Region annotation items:
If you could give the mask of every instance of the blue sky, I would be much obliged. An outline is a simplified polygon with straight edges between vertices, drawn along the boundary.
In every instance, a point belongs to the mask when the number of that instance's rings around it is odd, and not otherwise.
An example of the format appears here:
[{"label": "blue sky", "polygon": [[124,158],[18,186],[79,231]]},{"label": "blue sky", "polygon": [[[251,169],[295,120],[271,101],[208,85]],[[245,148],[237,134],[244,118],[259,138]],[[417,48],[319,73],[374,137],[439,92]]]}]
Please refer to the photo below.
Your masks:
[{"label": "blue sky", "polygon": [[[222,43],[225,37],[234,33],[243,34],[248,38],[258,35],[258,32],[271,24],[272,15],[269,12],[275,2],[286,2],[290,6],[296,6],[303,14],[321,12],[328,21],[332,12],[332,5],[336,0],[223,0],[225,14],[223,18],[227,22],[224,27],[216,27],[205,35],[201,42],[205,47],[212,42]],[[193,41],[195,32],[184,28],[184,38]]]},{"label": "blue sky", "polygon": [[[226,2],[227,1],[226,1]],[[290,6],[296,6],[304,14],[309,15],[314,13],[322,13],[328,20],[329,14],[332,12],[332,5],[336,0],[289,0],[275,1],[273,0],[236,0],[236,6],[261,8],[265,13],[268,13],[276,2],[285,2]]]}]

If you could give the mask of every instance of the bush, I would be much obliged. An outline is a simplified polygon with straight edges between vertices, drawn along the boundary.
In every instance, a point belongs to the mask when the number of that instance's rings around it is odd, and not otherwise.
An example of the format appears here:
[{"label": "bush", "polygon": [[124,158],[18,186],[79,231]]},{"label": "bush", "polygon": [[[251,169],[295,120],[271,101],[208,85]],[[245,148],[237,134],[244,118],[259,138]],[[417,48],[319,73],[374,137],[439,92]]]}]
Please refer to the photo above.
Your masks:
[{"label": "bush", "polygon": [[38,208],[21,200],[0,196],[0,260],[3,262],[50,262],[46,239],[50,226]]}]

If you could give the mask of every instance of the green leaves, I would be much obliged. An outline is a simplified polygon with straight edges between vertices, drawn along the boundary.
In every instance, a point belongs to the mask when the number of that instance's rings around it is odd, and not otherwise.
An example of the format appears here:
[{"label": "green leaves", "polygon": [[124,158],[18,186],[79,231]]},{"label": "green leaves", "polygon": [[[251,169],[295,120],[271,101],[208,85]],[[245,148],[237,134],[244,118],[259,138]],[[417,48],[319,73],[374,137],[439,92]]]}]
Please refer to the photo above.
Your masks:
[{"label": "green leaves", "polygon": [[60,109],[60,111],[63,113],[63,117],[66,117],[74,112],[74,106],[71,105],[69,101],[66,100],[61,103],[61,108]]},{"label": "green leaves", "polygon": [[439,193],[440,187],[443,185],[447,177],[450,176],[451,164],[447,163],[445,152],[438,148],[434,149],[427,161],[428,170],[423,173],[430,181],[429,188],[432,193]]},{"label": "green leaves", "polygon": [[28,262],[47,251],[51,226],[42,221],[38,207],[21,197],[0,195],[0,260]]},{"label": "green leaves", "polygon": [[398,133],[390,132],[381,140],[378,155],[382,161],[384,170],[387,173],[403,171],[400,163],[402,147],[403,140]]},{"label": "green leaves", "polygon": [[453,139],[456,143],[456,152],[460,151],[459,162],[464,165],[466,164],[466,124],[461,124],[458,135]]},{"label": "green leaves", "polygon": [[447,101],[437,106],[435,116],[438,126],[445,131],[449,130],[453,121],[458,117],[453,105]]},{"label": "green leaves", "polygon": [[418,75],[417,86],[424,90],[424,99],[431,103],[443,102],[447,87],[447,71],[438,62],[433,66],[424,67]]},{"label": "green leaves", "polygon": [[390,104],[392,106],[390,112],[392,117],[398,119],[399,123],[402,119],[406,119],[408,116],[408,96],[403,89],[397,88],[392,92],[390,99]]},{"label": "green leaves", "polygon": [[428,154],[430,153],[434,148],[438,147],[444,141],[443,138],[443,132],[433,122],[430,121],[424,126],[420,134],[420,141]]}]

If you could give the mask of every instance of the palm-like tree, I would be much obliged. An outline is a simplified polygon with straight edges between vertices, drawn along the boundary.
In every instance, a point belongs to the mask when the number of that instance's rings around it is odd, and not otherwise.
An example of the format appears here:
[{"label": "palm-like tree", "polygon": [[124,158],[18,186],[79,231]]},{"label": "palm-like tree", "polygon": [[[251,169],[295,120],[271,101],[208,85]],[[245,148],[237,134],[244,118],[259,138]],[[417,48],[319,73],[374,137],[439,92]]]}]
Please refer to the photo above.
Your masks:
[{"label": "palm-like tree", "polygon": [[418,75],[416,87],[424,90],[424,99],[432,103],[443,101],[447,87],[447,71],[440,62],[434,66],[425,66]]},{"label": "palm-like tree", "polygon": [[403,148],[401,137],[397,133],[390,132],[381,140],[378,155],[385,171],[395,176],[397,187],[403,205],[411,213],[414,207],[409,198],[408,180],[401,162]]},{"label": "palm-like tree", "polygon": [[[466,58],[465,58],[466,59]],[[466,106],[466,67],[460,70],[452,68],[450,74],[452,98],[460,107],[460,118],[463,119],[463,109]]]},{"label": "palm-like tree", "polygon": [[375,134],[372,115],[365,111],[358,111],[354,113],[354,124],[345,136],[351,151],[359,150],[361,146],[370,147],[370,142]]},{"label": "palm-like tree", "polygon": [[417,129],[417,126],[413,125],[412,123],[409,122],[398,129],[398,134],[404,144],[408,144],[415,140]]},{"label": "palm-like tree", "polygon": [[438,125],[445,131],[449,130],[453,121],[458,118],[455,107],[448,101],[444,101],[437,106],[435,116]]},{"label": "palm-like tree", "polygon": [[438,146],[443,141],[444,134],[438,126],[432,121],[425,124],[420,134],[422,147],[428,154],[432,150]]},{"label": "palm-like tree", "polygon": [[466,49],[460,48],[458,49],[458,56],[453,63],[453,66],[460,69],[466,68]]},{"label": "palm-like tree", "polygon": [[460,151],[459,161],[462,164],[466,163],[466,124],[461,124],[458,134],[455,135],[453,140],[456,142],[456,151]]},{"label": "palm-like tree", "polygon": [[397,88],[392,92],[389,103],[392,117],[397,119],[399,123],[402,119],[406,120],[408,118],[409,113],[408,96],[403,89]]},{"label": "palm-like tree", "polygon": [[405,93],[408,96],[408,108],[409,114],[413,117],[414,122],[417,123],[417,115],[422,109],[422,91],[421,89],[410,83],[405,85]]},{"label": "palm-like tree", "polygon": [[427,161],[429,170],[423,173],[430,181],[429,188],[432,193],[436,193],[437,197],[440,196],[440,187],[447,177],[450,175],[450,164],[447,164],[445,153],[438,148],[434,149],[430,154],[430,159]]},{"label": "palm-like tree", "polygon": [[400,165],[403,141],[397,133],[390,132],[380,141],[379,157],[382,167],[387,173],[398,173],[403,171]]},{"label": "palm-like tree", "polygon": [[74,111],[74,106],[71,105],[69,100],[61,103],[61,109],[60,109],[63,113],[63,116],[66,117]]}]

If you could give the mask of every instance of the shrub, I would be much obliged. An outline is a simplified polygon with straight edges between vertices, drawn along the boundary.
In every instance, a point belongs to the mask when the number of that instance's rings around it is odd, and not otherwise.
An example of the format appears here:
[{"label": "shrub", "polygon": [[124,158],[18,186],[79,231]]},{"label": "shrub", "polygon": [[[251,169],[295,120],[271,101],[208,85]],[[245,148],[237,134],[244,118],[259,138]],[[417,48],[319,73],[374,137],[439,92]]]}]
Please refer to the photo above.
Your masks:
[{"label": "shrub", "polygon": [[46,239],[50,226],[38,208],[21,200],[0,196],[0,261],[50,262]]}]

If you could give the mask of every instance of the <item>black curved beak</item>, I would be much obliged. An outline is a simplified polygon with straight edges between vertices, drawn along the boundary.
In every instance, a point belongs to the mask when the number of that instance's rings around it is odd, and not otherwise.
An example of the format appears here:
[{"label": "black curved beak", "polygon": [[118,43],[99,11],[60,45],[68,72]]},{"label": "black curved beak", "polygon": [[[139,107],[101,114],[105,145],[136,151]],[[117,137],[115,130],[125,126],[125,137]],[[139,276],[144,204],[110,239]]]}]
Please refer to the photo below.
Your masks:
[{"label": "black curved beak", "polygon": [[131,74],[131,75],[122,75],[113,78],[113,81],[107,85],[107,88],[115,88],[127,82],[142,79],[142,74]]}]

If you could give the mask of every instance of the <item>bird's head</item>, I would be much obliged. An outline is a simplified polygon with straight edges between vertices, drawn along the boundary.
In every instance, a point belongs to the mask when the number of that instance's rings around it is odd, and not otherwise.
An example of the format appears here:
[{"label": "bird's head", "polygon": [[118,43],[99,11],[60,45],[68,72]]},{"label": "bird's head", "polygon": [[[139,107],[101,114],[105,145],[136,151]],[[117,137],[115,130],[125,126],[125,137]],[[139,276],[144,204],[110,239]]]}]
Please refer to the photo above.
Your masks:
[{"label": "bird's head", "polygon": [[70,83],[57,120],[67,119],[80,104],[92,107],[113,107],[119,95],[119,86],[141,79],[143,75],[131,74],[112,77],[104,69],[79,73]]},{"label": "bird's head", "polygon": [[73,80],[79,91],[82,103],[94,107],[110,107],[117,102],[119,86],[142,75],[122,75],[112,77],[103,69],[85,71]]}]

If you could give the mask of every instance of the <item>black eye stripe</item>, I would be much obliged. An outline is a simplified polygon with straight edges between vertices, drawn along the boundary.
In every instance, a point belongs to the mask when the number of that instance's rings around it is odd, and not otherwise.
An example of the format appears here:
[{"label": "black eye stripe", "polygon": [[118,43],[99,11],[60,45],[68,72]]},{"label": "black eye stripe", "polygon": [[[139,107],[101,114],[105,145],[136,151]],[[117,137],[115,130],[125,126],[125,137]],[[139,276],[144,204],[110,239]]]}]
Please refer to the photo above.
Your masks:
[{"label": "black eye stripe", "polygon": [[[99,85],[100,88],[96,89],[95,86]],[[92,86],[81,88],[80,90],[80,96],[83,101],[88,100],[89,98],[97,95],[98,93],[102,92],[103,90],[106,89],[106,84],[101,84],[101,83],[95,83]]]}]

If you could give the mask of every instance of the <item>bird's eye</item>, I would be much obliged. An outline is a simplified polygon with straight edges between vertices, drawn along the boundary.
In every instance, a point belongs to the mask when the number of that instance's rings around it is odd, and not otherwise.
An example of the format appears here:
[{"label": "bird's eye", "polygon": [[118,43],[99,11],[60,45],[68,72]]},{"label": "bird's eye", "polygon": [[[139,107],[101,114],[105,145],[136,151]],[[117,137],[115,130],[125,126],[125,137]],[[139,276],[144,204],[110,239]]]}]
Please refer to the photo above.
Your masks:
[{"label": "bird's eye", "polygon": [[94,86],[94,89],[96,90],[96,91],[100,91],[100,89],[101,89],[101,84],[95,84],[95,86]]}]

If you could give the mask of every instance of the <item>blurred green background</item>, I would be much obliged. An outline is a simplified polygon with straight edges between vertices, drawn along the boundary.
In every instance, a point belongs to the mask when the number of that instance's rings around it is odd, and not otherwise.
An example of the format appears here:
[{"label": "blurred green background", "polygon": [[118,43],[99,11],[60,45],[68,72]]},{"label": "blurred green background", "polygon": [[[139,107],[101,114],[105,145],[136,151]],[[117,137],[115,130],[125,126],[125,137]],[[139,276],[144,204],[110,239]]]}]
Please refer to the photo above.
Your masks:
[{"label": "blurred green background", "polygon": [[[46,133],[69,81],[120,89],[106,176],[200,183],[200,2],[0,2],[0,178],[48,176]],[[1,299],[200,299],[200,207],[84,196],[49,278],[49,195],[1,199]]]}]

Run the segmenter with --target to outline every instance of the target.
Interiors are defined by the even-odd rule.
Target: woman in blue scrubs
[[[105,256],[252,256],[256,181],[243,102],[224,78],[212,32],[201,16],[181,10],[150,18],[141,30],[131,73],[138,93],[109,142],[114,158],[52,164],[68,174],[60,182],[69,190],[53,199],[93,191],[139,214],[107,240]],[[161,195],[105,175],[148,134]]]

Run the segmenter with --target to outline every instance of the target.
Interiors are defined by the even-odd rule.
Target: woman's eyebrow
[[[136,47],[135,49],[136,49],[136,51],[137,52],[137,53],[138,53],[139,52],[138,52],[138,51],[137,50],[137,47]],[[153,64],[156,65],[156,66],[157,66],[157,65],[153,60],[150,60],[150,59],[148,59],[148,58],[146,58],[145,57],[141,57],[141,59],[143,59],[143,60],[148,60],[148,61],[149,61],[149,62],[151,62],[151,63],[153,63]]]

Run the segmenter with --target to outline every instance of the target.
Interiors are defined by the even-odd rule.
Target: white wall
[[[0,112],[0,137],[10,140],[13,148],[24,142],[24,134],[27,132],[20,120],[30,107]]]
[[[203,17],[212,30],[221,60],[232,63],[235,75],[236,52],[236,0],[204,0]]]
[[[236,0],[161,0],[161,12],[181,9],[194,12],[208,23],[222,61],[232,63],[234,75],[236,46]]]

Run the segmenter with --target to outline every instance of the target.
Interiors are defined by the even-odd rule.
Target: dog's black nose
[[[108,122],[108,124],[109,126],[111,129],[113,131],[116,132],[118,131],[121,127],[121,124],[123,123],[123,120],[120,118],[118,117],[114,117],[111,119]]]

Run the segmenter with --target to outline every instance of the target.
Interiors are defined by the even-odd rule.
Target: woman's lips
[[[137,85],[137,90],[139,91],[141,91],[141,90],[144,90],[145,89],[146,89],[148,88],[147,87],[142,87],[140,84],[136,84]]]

**WHAT IS NEEDED**:
List each line of the material above that contains the string "head".

**WORKED ANSWER**:
If you could give the mask of every instance of the <item>bird's head</item>, I would be much obliged. An outline is a simplified polygon with straight edges between vertices, drawn along the boundary.
[{"label": "bird's head", "polygon": [[118,43],[99,11],[60,45],[68,72]]},{"label": "bird's head", "polygon": [[[139,107],[101,114],[105,145],[136,151]],[[117,137],[115,130],[125,126],[125,137]],[[139,276],[144,204],[110,239]]]}]
[{"label": "bird's head", "polygon": [[70,83],[57,120],[67,119],[80,104],[92,107],[113,107],[119,95],[119,86],[141,79],[143,75],[131,74],[112,77],[104,69],[79,73]]},{"label": "bird's head", "polygon": [[73,80],[79,91],[82,103],[94,107],[110,107],[117,102],[119,86],[142,75],[122,75],[112,77],[103,69],[85,71]]}]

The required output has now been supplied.